■ Task
Please copy each line of the data that includes the string "below".

(Image point grounding data)

+ + + + +

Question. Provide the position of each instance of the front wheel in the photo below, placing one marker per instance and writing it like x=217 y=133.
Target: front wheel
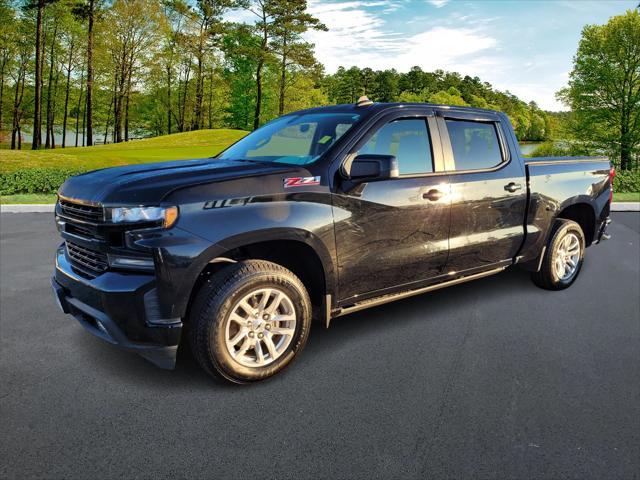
x=563 y=257
x=249 y=321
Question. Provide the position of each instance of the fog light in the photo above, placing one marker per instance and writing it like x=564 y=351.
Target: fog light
x=135 y=263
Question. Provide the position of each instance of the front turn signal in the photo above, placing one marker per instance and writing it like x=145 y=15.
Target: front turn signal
x=170 y=217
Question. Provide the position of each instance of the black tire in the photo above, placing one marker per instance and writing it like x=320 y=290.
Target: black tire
x=219 y=297
x=548 y=277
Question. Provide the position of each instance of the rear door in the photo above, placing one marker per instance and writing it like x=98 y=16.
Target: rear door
x=394 y=233
x=488 y=191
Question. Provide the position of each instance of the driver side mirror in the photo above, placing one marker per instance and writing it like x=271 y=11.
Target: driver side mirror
x=371 y=167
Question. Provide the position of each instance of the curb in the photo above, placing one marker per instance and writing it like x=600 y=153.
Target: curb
x=625 y=207
x=28 y=208
x=49 y=207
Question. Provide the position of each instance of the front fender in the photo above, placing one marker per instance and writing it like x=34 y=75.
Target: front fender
x=222 y=229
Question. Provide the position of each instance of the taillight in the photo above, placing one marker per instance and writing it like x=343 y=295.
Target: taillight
x=612 y=174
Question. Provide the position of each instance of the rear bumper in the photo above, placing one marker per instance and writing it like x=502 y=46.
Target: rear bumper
x=119 y=309
x=602 y=231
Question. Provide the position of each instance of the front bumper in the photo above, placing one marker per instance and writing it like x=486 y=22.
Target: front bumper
x=120 y=308
x=602 y=231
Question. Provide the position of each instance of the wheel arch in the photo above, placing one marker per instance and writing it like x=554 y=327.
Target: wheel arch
x=583 y=213
x=302 y=252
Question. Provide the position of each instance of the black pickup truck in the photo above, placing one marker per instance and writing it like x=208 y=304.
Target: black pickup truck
x=318 y=214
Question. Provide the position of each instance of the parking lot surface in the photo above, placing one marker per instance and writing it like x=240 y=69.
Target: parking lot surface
x=490 y=379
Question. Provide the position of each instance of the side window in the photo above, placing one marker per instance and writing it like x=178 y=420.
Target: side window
x=475 y=144
x=408 y=140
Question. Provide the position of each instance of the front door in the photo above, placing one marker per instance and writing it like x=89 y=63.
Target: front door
x=394 y=232
x=488 y=191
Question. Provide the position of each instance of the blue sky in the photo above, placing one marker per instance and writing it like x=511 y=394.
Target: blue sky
x=525 y=47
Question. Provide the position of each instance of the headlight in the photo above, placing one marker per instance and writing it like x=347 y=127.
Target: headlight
x=167 y=215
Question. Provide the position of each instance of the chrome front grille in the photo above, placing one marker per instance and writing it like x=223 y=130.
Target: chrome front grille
x=87 y=259
x=81 y=211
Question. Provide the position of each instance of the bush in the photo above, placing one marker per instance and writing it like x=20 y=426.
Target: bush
x=34 y=180
x=561 y=149
x=626 y=181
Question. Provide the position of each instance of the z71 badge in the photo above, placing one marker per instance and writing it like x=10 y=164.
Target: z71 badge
x=301 y=181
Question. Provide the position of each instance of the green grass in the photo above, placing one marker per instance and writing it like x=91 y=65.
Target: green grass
x=200 y=144
x=43 y=198
x=626 y=197
x=28 y=198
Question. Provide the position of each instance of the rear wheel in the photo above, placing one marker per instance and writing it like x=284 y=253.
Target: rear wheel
x=563 y=257
x=249 y=321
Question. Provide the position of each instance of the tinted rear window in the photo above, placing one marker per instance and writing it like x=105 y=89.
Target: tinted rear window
x=475 y=144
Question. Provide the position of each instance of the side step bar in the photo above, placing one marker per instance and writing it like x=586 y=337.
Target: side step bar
x=410 y=293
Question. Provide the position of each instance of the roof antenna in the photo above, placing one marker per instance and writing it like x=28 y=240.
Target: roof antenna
x=363 y=101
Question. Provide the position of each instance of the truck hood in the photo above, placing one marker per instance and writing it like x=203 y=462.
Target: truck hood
x=149 y=183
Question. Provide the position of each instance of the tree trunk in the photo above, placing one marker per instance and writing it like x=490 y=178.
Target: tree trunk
x=196 y=123
x=66 y=98
x=4 y=64
x=109 y=110
x=263 y=51
x=210 y=100
x=184 y=98
x=19 y=95
x=16 y=106
x=283 y=77
x=89 y=109
x=37 y=95
x=49 y=127
x=168 y=99
x=53 y=109
x=84 y=120
x=79 y=105
x=126 y=107
x=256 y=115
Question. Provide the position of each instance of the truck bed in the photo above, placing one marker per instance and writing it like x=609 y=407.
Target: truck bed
x=551 y=180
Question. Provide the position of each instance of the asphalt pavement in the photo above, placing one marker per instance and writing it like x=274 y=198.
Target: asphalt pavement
x=490 y=379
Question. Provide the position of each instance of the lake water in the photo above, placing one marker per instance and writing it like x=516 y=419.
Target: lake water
x=98 y=137
x=528 y=147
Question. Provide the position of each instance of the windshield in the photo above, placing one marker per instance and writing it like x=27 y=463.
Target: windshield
x=294 y=139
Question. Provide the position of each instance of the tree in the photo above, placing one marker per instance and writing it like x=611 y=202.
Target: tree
x=264 y=11
x=604 y=87
x=88 y=10
x=208 y=37
x=291 y=20
x=39 y=6
x=132 y=35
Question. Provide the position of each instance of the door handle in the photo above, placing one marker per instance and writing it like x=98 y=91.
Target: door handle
x=433 y=195
x=512 y=187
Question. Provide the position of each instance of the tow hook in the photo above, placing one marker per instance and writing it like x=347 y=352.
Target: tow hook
x=603 y=231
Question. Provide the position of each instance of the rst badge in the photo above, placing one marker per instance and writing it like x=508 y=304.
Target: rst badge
x=301 y=181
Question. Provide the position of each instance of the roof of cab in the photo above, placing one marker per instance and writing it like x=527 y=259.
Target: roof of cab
x=379 y=106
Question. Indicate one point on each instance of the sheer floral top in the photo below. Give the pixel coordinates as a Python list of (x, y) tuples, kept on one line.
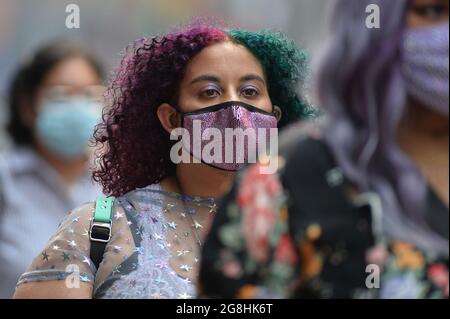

+ + + + +

■ Expected answer
Question. Provide the position of each instance of the front wheel in the photo below, placing one marker per instance and writing it like x=217 y=133.
Question. Indicate one point on each instance of the sheer floral top in the photo below. Give the pixel coordinates as a Python list of (x, y) tuples, kept on one line.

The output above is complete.